→ TO-DO LIST
• A. Copy the blog entries word for word, starting at "I had meetings" and stopping after "again, all from daughter!".
• B. Pick up the blog entries where they end and keep writing.

→ EXCERPTED TEXT
Friday, 6 March 2009

Your Pants are Ringing

Daisy Turnip writes.....

A new smart phone arrived at work yesterday. On the back of the phone there was a label which read,

Important
To prevent damage, do not apply excessive pressure to the screen or device case. Please remove the device from your pants before sitting down. For more details, see the Quick Start Guide.

Hmmm, strange, why would you want to put your phone in your pants?

Wednesday, 4 March 2009

Worse Than Child Birth!

Daisy Turnip writes.....

Today daughter’s car went for its first MOT! Daughter had never previously experienced:-

1. The process of sending a car in for an MOT
2. Waiting to get the car back whilst it is in for and MOT and
3. The tiniest fear / thought that it might fail the MOT and that she might be using public transport on a regular basis!

She also needed / wanted to get the car back this afternoon in order to get back to uni tonight, because she has an exam tomorrow morning.

I had meetings both this morning and this afternoon.

I came out of this morning’s meeting to find 5 missed calls, 1 voice mail message and 2 text messages – all from daughter!

OMG I thought, the car has failed the MOT with catastrophic proportions! I rang daughter and she told me, it had failed on the emissions test and needed a new exhaust. I told her to ring the garage and approve the work and I’d leave work early, pick her up and drive to the garage to collect the car and do the dutiful bank of mom and dad duties ie pay the chuffing bill!

At 2pm I went into another meeting. I came out at 3.30 to find 3 missed calls, 1 voice mail message and 2 more text messages – again, all from daughter!

I rang daughter to see what the problem was. She informed me, she’d rang the garage every half an hour to see if the car was ready. It wasn’t! They had been waiting for delivery of the exhaust and therefore still needed to complete the exhaust fit and then take it for a drive to check on a problem she’d asked them to check re the tyre tracking!

The poor garage – daughter on the phone every half hour! I really did want to give them a call myself, just to sympathise with them and also say, ‘welcome to my world’ – see how they like it! But I didn’t! Because I'm not smug! : )

→ DATA SECTION
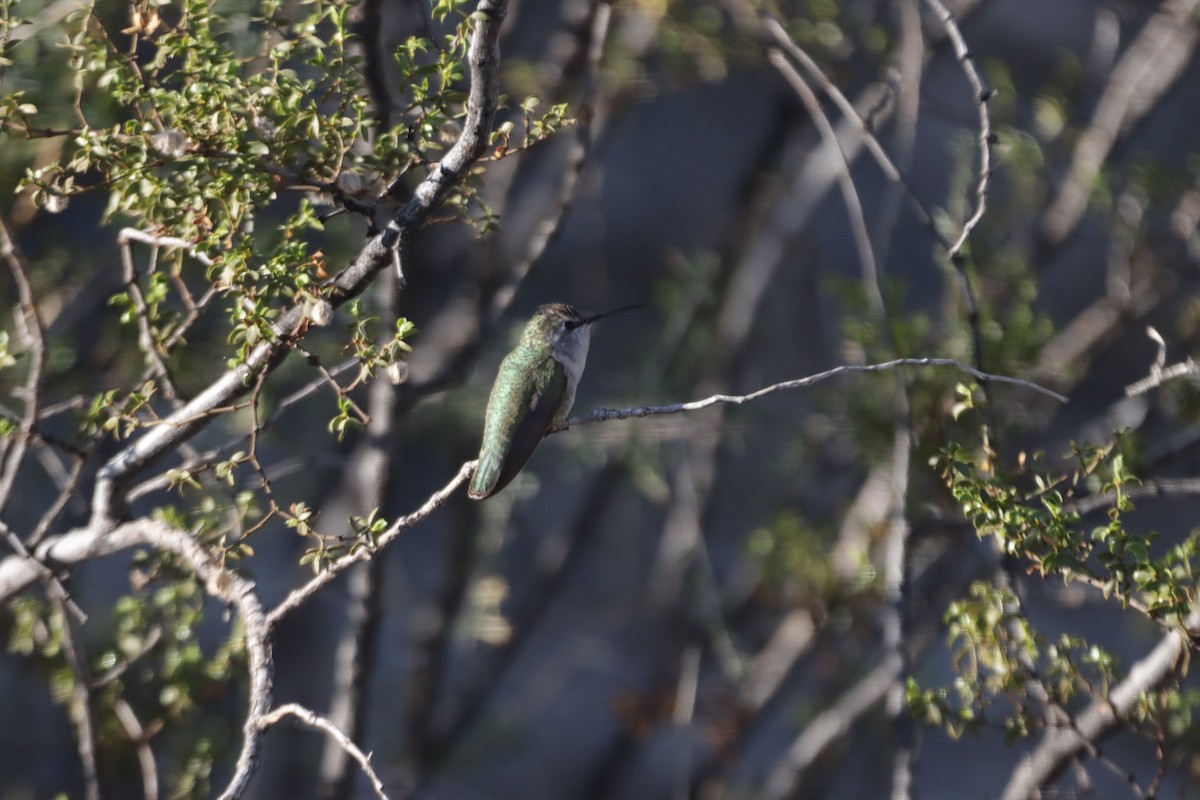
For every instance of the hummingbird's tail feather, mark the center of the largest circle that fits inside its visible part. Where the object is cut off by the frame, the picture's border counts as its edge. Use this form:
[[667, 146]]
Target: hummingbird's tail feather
[[487, 473]]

→ WRITTEN ANSWERS
• A.
I had meetings both this morning and this afternoon.

I came out of this morning’s meeting to find 5 missed calls, 1 voice mail message and 2 text messages – all from daughter!

OMG I thought, the car has failed the MOT with catastrophic proportions! I rang daughter and she told me, it had failed on the emissions test and needed a new exhaust. I told her to ring the garage and approve the work and I’d leave work early, pick her up and drive to the garage to collect the car and do the dutiful bank of mom and dad duties ie pay the chuffing bill!

At 2pm I went into another meeting. I came out at 3.30 to find 3 missed calls, 1 voice mail message and 2 more text messages – again, all from daughter!

• B.
I fled from work at 4.15pm (this in itself is a bit of a miracle) and did my usual 1 ½ half journey in 45 minutes! Picked up daughter, who then began to interrogate me about: how good is an MOT; is it really safe the drive the car all the way back to uni; do they really know what they are doing; why don’t they think there is a problem with the tracking; is an exhaust system really that expensive; why would an exhaust system break; is it normal for an exhaust to ‘die’; are they ‘ripping’ us off; am I worried about the cost; do you think it will fail next year’s MOT; will it impact on the insurance cost....... blah de blah de blah................... I really should have put my iPod on, it would have been so much more less painful.

We collected the car, I paid the bill, daughter put her bag in the boot (correction, I put her bag in the boot) and she went off to uni. I jumped back in the car and slammed my foot on the accelerator and got the hell out of there ASAP. Questions, questions, questions, it’s just all too much!

Next year I’m going to tell her to just sort it herself and send me the bill!

Friday, 13 February 2009

Carly - Just read your emails!

Daisy Turnip writes.....

You never know - sometimes, they ARE worth a read! : ) x

I Can't Speak

Daisy Turnip writes.....

Today, something happened that frequently happens, and I just can’t understand why.

I got to my desk and there was a missed call on my mobile. It was from big sis. I rang her back and she eventually answered and said, ‘I’m in the car, I can’t speak.’

Why do people do this??? Just don’t take the call!!!

Saturday, 7 February 2009

The Joy of Cooking – Student Style!

Daisy Turnip writes.....

Daughter went off to uni in September and is now living in halls of residence. Before she left I typed up a whole load of recipes for cheap and easy meals to cook. She’s not used it once! It took me ages to do!!

However, she seems to be managing very well on the cooking front. She can now make a cup of tea and coffee oh, and microwave frozen corn on the cob – it’s all she seems to eat!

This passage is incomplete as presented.